(Records from a data source)
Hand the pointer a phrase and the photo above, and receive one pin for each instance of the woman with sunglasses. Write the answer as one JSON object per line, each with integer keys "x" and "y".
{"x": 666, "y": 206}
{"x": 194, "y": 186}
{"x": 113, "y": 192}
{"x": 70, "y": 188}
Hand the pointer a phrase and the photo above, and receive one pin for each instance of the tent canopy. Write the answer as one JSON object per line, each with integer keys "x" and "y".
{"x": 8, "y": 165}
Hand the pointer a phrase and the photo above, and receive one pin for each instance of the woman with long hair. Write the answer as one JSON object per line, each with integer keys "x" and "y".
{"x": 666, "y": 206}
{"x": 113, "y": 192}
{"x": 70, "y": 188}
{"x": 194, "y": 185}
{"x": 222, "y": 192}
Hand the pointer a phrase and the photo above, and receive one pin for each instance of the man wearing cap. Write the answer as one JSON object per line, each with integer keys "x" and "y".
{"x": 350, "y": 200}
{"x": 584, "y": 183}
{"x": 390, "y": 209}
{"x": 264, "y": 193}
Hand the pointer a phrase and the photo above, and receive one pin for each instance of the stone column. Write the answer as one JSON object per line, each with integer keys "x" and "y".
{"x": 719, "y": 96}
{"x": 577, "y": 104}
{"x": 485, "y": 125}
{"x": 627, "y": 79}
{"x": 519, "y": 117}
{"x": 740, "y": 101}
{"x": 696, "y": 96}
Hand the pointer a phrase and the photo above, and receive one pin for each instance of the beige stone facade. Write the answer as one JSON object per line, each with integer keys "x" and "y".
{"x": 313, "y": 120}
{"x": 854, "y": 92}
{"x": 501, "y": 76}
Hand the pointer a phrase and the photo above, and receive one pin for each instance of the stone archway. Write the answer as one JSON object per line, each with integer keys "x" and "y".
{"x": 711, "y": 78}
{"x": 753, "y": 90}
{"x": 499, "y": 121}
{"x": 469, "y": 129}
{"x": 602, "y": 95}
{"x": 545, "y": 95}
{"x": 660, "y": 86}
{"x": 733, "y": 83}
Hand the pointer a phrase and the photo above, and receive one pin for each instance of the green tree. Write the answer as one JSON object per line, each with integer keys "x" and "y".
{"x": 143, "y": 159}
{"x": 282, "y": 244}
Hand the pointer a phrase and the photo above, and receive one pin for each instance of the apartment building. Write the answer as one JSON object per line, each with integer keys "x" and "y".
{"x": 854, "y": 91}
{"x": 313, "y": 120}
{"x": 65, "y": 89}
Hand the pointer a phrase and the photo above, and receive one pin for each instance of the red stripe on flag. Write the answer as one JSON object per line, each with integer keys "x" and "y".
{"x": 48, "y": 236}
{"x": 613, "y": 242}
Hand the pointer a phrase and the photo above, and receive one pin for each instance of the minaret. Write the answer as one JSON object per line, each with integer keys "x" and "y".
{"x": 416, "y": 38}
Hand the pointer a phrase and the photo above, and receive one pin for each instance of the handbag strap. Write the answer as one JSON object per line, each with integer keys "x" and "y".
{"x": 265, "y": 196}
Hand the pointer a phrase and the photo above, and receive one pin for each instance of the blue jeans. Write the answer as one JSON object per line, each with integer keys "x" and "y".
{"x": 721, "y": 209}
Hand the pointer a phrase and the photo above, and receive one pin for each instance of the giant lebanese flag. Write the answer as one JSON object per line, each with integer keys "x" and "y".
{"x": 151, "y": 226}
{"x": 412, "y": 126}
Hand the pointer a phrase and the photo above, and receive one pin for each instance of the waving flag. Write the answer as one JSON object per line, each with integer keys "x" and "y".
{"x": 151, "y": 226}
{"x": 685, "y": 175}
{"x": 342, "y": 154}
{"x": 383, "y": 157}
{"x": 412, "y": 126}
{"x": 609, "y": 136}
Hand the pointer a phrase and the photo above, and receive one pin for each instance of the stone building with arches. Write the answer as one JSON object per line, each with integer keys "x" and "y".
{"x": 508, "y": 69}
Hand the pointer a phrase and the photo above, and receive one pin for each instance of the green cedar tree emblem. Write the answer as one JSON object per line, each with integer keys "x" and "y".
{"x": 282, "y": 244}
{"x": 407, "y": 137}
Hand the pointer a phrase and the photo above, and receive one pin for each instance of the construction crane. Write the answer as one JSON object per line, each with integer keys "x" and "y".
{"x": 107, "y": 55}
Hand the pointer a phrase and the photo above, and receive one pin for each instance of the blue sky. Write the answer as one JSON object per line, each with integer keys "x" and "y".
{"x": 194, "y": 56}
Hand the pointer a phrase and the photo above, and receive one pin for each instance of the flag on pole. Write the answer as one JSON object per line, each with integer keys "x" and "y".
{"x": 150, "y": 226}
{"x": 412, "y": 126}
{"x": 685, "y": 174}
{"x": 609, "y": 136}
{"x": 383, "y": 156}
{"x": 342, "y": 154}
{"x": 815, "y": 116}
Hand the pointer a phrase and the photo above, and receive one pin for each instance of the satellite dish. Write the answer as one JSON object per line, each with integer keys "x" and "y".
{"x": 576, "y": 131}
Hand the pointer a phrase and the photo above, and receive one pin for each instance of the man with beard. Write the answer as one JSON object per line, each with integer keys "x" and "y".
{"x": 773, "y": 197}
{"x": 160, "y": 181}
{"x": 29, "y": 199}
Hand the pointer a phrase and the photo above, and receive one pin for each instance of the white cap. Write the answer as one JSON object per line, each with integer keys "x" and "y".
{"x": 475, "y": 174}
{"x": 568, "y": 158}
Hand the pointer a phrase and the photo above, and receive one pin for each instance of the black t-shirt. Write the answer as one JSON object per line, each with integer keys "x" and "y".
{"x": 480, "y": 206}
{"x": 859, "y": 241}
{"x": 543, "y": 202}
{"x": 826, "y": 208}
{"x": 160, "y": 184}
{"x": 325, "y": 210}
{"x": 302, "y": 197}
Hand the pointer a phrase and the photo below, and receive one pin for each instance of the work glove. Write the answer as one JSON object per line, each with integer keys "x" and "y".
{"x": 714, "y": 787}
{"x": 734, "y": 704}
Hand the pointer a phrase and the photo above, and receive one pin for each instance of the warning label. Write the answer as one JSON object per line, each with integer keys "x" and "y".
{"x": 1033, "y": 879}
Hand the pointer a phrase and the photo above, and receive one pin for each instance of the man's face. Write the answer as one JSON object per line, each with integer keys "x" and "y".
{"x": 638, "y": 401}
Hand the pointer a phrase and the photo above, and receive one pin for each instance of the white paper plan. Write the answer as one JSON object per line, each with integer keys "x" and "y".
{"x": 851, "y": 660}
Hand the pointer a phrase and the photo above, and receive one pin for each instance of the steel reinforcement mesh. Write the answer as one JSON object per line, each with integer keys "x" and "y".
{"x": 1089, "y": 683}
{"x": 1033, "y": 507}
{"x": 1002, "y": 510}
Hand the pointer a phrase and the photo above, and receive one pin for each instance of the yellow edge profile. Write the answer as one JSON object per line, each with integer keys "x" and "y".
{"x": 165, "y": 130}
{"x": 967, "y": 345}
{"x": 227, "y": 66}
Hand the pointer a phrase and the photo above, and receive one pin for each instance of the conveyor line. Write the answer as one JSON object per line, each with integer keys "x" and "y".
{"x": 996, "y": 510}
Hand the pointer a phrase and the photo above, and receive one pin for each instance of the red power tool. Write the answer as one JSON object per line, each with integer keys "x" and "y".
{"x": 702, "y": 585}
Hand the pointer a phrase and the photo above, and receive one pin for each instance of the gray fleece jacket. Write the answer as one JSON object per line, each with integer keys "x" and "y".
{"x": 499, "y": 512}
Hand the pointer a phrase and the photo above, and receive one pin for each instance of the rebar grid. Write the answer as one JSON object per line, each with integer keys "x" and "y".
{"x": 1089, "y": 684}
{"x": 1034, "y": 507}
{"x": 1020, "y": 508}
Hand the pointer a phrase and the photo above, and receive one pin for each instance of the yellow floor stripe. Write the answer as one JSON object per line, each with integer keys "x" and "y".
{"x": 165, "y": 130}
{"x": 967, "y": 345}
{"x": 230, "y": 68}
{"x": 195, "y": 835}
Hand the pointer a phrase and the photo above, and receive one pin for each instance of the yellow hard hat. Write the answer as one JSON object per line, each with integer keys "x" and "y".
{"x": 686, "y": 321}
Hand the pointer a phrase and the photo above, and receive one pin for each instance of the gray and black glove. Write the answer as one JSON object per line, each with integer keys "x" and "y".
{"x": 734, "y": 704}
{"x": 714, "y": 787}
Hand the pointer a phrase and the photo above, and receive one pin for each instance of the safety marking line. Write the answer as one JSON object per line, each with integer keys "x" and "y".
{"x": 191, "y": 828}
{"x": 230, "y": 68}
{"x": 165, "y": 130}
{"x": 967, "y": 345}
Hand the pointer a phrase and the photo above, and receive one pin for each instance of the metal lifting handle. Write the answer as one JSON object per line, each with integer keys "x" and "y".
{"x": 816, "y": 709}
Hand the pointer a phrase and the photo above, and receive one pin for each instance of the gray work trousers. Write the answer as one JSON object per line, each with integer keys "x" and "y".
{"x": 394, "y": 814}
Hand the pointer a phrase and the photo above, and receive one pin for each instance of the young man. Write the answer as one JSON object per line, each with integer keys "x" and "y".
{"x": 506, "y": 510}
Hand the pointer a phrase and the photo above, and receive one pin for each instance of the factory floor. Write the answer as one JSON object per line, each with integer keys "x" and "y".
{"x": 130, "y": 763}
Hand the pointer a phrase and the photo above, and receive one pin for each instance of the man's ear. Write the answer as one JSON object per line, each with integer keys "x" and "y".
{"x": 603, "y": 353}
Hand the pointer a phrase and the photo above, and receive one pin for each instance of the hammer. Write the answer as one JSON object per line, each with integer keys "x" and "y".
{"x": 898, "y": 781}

WHAT IS REQUIRED:
Start with the line that contains "of the hammer.", end with the last line of the entries, and please retype every line in that span exactly, with no others.

REPLY:
Hand the pointer a phrase and the photo above, and receive one pin for each instance of the hammer. Write the answer as one JSON object per line, each with integer keys "x" and "y".
{"x": 898, "y": 781}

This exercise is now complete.